| TAREFAS |
**A.** Transcreva literalmente o trecho dos comentários que vai de "5 Comentários Add" até "Creeeeeepy.", inclusive.
**B.** Com base nos comentários, responda:
(i) Em que data e horário Edgley Silva publicou seu comentário?
(ii) Segundo Gian Celli, que mistura é bem legal?
(iii) De acordo com Ana Lúcia Merege, quem vai virar um dos Cara de Palhaço?

| TEXTO FORNECIDO |
5 Comentários Add your own

  • 1. Edgley Silva  |  março 20, 2013 às 11:20 am

    Muito legal, essa coisa sua de continuar as gerações de seus personagens. Com a mesma criatividade e competência, está sempre me agradando com seus belos contos. Parabéns mais uma
    vez !!!

    Responder
  • 2. Adriana "Strix"  |  março 22, 2013 às 8:58 pm

    Creeeeeepy.

    Responder
  • 3. maya  |  março 24, 2013 às 6:48 pm

    Que medo!
    Fantástico, amiga. Seu talento pra criar histórias e personagens é, de fato, estupendo! Beijo grande, Maya, sua fã.

    Responder
  • 4. Gian Celli  |  março 29, 2013 às 2:53 pm

    Oi Rita. Interessante. A mistura de FC com toques de terror é bem legal. Parabéns!

    Responder
  • 5. Ana Lúcia Merege  |  março 29, 2013 às 3:33 pm

    Rita, o texto está muitíssimo bem escrito e a ideia fascinante. Só que o desenvolvimento é previsível para quem lê, está meio “na cara” que os Cara de Palhaço na verdade são humanos e Ordonax vai virar um deles. Por que não pega a excelente história e desenvolve num conto longo com ramificações – e mais surpresas? É uma ideia, não é?

[Registros de uma fonte de dados]
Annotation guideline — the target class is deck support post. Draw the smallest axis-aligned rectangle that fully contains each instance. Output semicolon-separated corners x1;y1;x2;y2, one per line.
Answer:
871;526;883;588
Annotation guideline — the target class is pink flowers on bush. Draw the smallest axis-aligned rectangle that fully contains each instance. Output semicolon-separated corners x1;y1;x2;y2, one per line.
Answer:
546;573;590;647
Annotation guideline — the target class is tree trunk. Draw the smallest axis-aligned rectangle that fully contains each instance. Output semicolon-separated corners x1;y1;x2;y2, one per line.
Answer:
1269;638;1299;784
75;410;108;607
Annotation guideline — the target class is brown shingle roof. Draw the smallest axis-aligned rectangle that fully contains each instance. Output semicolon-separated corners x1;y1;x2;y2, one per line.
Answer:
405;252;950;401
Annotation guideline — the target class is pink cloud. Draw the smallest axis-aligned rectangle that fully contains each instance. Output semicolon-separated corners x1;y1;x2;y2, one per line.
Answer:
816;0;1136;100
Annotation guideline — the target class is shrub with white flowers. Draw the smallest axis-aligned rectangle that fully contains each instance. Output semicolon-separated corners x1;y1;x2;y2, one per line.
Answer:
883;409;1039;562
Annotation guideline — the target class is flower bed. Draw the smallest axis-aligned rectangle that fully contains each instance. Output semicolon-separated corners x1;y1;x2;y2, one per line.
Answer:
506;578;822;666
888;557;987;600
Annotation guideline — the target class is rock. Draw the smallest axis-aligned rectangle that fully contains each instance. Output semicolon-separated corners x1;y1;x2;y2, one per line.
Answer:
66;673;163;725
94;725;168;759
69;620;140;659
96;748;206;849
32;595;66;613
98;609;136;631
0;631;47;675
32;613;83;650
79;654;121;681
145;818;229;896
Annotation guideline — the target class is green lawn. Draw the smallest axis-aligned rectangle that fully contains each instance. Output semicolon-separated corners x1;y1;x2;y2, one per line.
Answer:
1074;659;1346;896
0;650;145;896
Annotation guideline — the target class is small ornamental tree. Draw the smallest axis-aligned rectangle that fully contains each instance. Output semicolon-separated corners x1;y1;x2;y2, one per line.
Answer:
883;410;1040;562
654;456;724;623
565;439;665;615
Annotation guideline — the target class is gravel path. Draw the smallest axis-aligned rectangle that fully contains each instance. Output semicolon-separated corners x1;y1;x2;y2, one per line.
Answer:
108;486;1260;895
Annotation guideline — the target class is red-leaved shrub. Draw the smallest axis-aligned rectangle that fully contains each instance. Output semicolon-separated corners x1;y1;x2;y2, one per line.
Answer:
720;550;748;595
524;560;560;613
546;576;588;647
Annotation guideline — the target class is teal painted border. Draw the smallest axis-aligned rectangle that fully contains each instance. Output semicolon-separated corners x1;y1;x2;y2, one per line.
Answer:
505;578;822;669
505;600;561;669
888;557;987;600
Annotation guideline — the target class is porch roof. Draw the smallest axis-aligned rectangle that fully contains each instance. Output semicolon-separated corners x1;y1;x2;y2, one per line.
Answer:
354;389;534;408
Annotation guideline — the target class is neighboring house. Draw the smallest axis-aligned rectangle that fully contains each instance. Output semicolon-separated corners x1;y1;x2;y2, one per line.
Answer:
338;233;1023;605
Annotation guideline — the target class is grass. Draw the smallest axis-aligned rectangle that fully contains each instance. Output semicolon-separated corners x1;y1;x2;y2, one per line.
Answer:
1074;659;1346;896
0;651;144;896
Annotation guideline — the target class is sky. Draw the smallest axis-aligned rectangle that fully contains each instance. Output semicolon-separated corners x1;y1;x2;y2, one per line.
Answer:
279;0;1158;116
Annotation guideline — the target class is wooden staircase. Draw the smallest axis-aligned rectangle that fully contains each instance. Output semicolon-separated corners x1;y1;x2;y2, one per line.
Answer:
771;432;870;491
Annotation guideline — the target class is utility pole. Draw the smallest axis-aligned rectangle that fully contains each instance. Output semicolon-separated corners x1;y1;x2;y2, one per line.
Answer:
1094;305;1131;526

| RESPOSTAS EM ORDEM |
**A.**
5 Comentários Add your own

  • 1. Edgley Silva  |  março 20, 2013 às 11:20 am

    Muito legal, essa coisa sua de continuar as gerações de seus personagens. Com a mesma criatividade e competência, está sempre me agradando com seus belos contos. Parabéns mais uma
    vez !!!

    Responder
  • 2. Adriana "Strix"  |  março 22, 2013 às 8:58 pm

    Creeeeeepy.

**B.**
(i) Em 20 de março de 2013, às 11:20 am.
(ii) A mistura de FC com toques de terror.
(iii) Ordonax.